-------- STORED DATA

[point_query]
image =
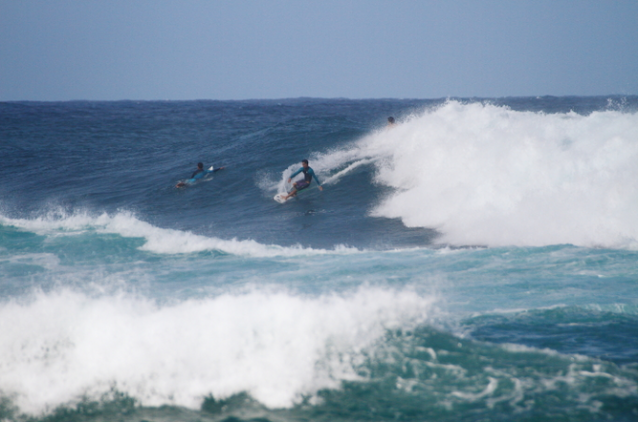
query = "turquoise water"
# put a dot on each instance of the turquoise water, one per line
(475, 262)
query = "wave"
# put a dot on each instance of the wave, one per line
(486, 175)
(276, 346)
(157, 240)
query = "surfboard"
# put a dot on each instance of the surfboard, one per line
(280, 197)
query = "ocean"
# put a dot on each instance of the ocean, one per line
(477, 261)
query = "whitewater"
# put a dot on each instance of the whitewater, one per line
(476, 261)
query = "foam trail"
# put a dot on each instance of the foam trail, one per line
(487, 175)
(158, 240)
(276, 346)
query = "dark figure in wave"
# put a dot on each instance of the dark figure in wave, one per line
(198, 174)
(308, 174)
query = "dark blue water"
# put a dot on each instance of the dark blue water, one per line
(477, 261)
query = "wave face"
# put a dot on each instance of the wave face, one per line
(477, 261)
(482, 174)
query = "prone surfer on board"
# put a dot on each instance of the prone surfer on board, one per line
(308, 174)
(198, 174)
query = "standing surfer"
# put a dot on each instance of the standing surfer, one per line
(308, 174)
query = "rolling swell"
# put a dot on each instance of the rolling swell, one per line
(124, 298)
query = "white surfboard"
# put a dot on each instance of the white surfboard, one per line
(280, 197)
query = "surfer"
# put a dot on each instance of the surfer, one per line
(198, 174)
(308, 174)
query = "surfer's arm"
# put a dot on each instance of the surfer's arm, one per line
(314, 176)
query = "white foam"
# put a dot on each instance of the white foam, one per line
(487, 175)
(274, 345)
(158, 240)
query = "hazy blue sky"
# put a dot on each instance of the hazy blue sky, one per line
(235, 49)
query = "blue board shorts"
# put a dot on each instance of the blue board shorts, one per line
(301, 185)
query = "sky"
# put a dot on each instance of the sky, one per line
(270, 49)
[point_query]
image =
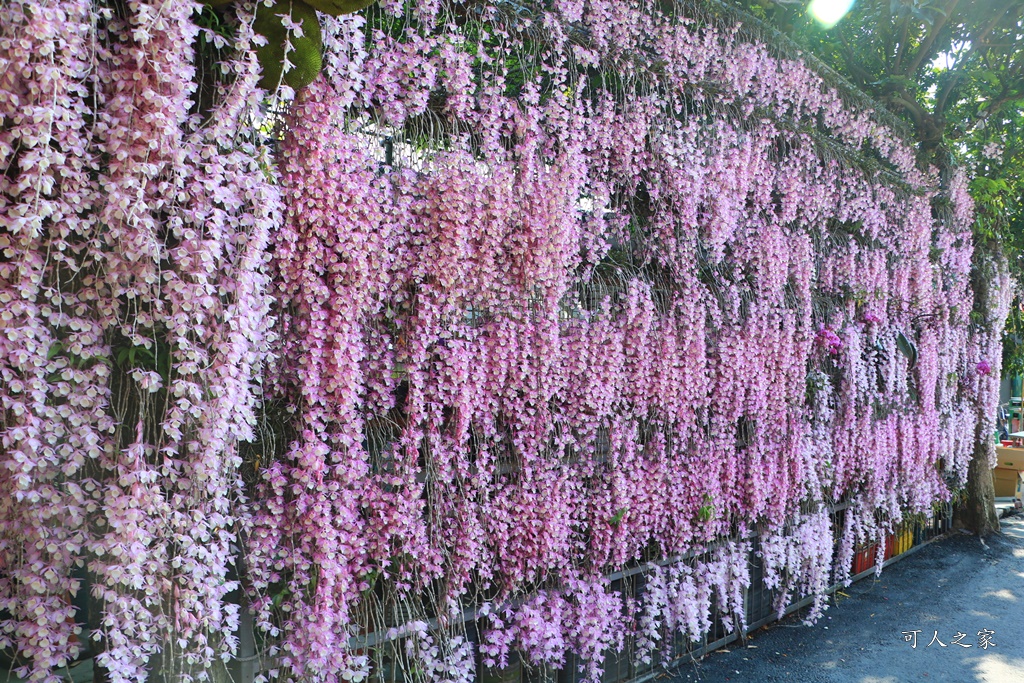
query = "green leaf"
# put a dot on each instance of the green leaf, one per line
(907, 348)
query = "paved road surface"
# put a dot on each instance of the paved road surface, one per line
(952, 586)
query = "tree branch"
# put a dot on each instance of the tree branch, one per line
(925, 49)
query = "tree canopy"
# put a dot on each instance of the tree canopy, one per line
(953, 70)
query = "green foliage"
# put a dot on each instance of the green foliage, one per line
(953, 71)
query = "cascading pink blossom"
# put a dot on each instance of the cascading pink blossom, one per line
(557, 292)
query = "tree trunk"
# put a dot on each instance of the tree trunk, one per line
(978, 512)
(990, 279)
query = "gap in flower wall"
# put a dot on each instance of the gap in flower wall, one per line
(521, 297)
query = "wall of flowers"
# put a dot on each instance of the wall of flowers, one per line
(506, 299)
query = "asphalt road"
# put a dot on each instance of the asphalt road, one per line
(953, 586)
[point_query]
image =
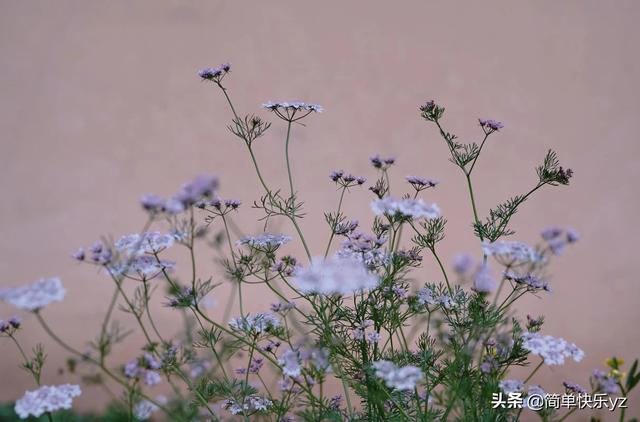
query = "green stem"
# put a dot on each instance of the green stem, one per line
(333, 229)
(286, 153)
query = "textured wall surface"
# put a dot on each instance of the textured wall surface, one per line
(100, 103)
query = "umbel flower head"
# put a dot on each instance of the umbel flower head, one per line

----------------

→ **WHAT NEEDS TO BE DONE**
I'd like the material duplicated exactly, without its pictures.

→ **RESULT OF THE EXERCISE**
[point_query]
image =
query = "turquoise water"
# put a dot on each instance of the turquoise water, one per line
(475, 262)
query = "wave"
# put a dot on each instance of the wave, one per line
(486, 175)
(276, 346)
(157, 240)
query = "surfboard"
# put a dot on each instance of the surfboard, one per line
(280, 197)
query = "ocean"
# put a dot on each instance of the ocean, one per line
(477, 261)
query = "whitewater"
# put a dot on each instance of the whitewater, one per line
(476, 261)
query = "foam trail"
# put a dot on each instance of the foam trail, one per line
(487, 175)
(158, 240)
(276, 346)
query = "dark figure in wave"
# put a dot on each instance of the dark figure in wave, one per line
(198, 174)
(308, 174)
query = "dark blue water"
# put a dot on each instance of the dark blue water, one per line
(477, 261)
query = "wave face"
# put a dot on each instance of the wave face, one per line
(477, 261)
(482, 174)
query = "prone surfer on board"
# put a dot on each instance of the prone surfer on board, one per line
(308, 174)
(198, 174)
query = "standing surfer"
# put a dot on each instance of the standing surfer, one per line
(308, 174)
query = "rolling swell"
# put a dot on each instance of the rolling swell, one per line
(124, 298)
query = "white surfboard"
# put a dot on each instance of the white surfboard, one per line
(280, 197)
query = "surfer"
# put a dot on each instance of the surfer, one per line
(198, 174)
(308, 174)
query = "surfer's arm"
# put a dot on each instance of the surfer's arm, one per line
(314, 176)
query = "white foam"
# put a dot on each instance of the white foam, one per line
(487, 175)
(274, 345)
(158, 240)
query = "hazy blue sky"
# put a dot on each instance of the hazy blue sky, one per line
(235, 49)
query = "blue board shorts"
# put a dot on each instance of the blue board shorts, one per line
(301, 185)
query = "sky"
# put a dot on each instance of the sky, one per line
(270, 49)
[point_query]
image =
query = "green leaf"
# put a dot on each instance of the green leaf, one per line
(907, 348)
query = "paved road surface"
# put a dot on each instance of the paved road surface, one per line
(952, 586)
query = "tree branch"
# put a dot on each instance of the tree branch, one per line
(925, 49)
query = "tree canopy"
# put a dot on each instance of the tree canopy, one per line
(953, 70)
query = "green foliage"
# put a dot on each instance of the green foliage, one per line
(953, 71)
query = "cascading pink blossom"
# put a dot on each instance of the cascading pink blossom, one per line
(557, 292)
query = "tree trunk"
# put a dot on each instance of the tree trunk, one per line
(978, 512)
(990, 279)
query = "gap in flower wall"
# put a dot on each instance of the gap in flower wall, one per line
(521, 297)
query = "wall of flowers"
# put a dot on each instance of the wall of flowers, one per line
(506, 299)
query = "asphalt road"
# put a dot on each instance of the asphalt road, one per line
(953, 586)
[point_query]
image =
query = "green stem"
# put a dot on each instance of the green stem, one per line
(333, 229)
(286, 153)
query = "textured wall surface"
# put a dot on each instance of the textured wall surface, one per line
(100, 103)
query = "umbel flower head"
# put a dot on each instance of the umbel flower head, one per line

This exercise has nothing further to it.